À faire =
(A) Récrivez plus brièvement le paragraphe de l'extrait sur les feuilles d'érable qui commence par « Les deux chercheurs sont allés », en conservant ses faits principaux.
(B) Recopiez fidèlement, dans l'extrait sur les feuilles d'érable, le passage qui va de « Les millions de » jusqu'à « of Plant Science. » inclus.
(C) Prolongez l'extrait sur les feuilles d'érable en reprenant juste après sa dernière phrase.

Les millions de tonnes de feuilles d’érable qui joncheront bientôt le sol des forêts et des espaces verts du Québec pourraient-elles apporter une solution verte aux problèmes des producteurs de laitue aux prises avec des bactéries qui causent des dommages à leurs productions? En théorie oui, révèle une étude que le doctorant Maxime Delisle-Houde, et le professeur Russell Tweddell, du Département de phytologie, viennent de publier dans le Canadian Journal of Plant Science.
Les deux chercheurs sont allés à la pêche aux molécules antimicrobiennes en lançant leur filet du côté de la biomasse forestière. Ils ont utilisé des extraits produits à partir de feuilles, d’écorces et de branches de 12 espèces d’arbres qui croissent au Québec pour en tester l’efficacité contre deux bactéries qui s’attaquent à certaines productions horticoles, notamment la laitue.
L’une de ces bactéries, Xanthomonas campestris, cause la tache bactérienne de la laitue, et l’autre, Pseudomonas cichorii, cause la maladie des taches et des nervures noires. «Au Canada, les producteurs disposent d’un seul produit, le Confine Extra, pour lutter contre X. campestris, et aucun produit n’est homologué contre P. cichorii, signale Russell Tweddell. Les pratiques culturales utilisées pour contrôler ces bactéries ont une efficacité limitée lorsqu’il y a une infestation.»

Données enregistrées =
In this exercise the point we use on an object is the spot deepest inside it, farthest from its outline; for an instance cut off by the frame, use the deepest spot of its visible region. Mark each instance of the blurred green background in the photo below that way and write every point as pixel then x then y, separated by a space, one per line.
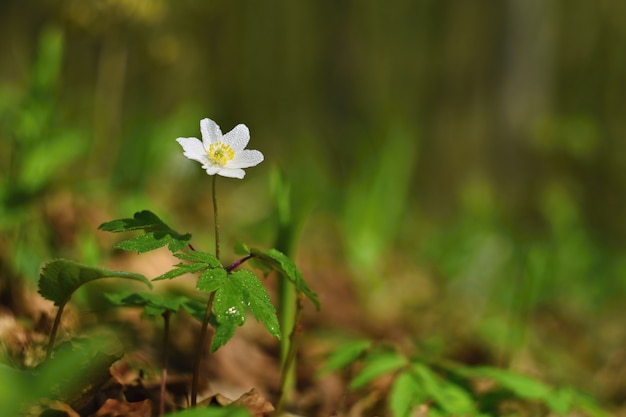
pixel 478 143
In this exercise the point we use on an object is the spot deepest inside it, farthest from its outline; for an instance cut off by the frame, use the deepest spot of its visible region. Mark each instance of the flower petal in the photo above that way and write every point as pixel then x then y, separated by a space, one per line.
pixel 245 159
pixel 237 138
pixel 193 149
pixel 232 173
pixel 211 132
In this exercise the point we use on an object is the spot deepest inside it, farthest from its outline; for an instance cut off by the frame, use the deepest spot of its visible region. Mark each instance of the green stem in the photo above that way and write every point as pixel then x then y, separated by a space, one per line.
pixel 200 350
pixel 166 332
pixel 217 223
pixel 209 307
pixel 53 333
pixel 287 374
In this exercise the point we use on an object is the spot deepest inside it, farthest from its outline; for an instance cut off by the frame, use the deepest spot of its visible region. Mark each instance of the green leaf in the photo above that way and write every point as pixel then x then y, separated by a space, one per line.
pixel 198 256
pixel 240 291
pixel 45 159
pixel 453 399
pixel 377 364
pixel 153 304
pixel 60 278
pixel 256 298
pixel 278 261
pixel 345 355
pixel 200 261
pixel 558 400
pixel 405 393
pixel 157 233
pixel 522 385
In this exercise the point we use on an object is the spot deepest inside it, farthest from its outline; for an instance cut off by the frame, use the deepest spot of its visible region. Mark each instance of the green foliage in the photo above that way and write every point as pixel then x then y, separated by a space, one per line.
pixel 375 364
pixel 62 377
pixel 241 291
pixel 377 199
pixel 447 387
pixel 157 233
pixel 156 304
pixel 200 261
pixel 273 259
pixel 60 278
pixel 512 384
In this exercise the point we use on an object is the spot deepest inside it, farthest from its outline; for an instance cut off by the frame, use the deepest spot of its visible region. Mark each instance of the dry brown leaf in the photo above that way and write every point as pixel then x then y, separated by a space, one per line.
pixel 255 403
pixel 61 406
pixel 115 408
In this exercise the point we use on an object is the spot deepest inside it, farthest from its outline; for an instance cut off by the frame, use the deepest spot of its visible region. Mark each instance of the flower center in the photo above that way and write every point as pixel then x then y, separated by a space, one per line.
pixel 220 153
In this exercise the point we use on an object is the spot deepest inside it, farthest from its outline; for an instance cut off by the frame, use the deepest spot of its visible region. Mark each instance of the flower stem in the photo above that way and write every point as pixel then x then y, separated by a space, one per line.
pixel 166 332
pixel 209 307
pixel 200 350
pixel 53 332
pixel 290 357
pixel 217 223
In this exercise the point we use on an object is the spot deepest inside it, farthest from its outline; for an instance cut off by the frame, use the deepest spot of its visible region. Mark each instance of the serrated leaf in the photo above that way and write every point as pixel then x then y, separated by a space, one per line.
pixel 198 256
pixel 377 364
pixel 157 233
pixel 255 297
pixel 522 385
pixel 278 261
pixel 60 278
pixel 181 269
pixel 200 261
pixel 451 398
pixel 345 355
pixel 405 393
pixel 241 290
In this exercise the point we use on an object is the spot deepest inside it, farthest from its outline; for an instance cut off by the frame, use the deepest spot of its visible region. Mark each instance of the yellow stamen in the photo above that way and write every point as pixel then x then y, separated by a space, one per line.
pixel 220 153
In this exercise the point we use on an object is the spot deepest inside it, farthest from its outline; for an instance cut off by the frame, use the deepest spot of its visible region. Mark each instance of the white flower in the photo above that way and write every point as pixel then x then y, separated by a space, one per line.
pixel 221 154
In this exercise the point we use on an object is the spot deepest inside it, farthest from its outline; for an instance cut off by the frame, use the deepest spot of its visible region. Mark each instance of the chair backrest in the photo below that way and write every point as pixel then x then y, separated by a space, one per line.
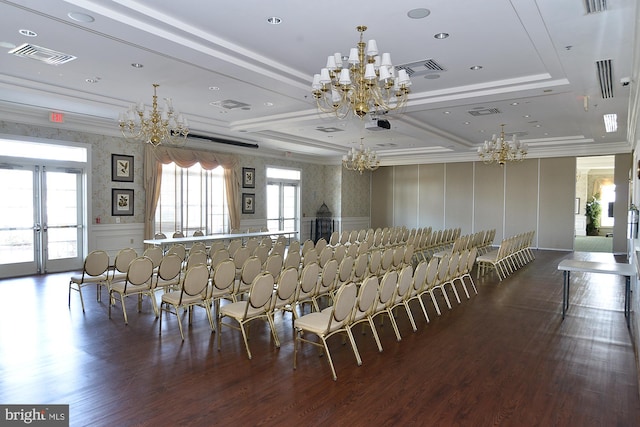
pixel 195 258
pixel 325 255
pixel 292 260
pixel 405 281
pixel 196 280
pixel 170 267
pixel 250 269
pixel 218 256
pixel 343 306
pixel 285 291
pixel 96 263
pixel 311 256
pixel 140 271
pixel 178 250
pixel 420 276
pixel 328 276
pixel 261 291
pixel 224 276
pixel 240 256
pixel 340 252
pixel 309 278
pixel 198 246
pixel 155 254
pixel 367 295
pixel 273 265
pixel 387 287
pixel 262 252
pixel 234 245
pixel 321 244
pixel 124 258
pixel 306 246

Réponses par tâche =
(A) Les deux chercheurs ont cherché des molécules antimicrobiennes dans la biomasse forestière. Ils ont testé des extraits de feuilles, d'écorces et de branches de 12 espèces d'arbres du Québec contre deux bactéries qui attaquent certaines productions horticoles, dont la laitue.

(B)
Les millions de tonnes de feuilles d’érable qui joncheront bientôt le sol des forêts et des espaces verts du Québec pourraient-elles apporter une solution verte aux problèmes des producteurs de laitue aux prises avec des bactéries qui causent des dommages à leurs productions? En théorie oui, révèle une étude que le doctorant Maxime Delisle-Houde, et le professeur Russell Tweddell, du Département de phytologie, viennent de publier dans le Canadian Journal of Plant Science.

(C)
Parmi les 26 extraits testés, ceux faits à partir de feuilles vertes d’érable à sucre ou de feuilles d’érable à sucre récoltées au sol à l’automne se sont révélés les plus efficaces pour inhiber la croissance in vitro des deux bactéries pathogènes. «Comme notre idée était de valoriser la biomasse forestière, nous avons poursuivi nos tests en utilisant exclusivement les feuilles récoltées au sol», précise le professeur Tweddell.
Les tests menés sur des laitues romaines et des laitues pommées qui avaient préalablement été inoculées avec l’une ou l’autre des bactéries ont montré que l’efficacité de l’extrait de feuilles d’érable récoltées au sol à l’automne est comparable à celle du Confine Extra. De plus, cet extrait ne cause pas de symptômes de toxicité, des taches par exemple, qui pourraient nuire à la commercialisation des laitues.
Les chercheurs tenteront maintenant de déterminer si cet extrait est efficace pour protéger d’autres cultures attaquées par les deux bactéries, par exemple le céleri, les endives et les plantes de la famille du chou. «Nous voulons aussi vérifier si cet extrait est efficace contre d’autres espèces bactériennes qui causent des dommages aux cultures. Enfin, nous allons aussi tenter d’isoler la ou les molécules antimicrobiennes contenues dans les feuilles d’érable, souligne le professeur Tweddell. Si les résultats sont concluants, il s’agirait d’une façon intéressante d’utiliser une biomasse très abondante qui est peu valorisée pour le moment.»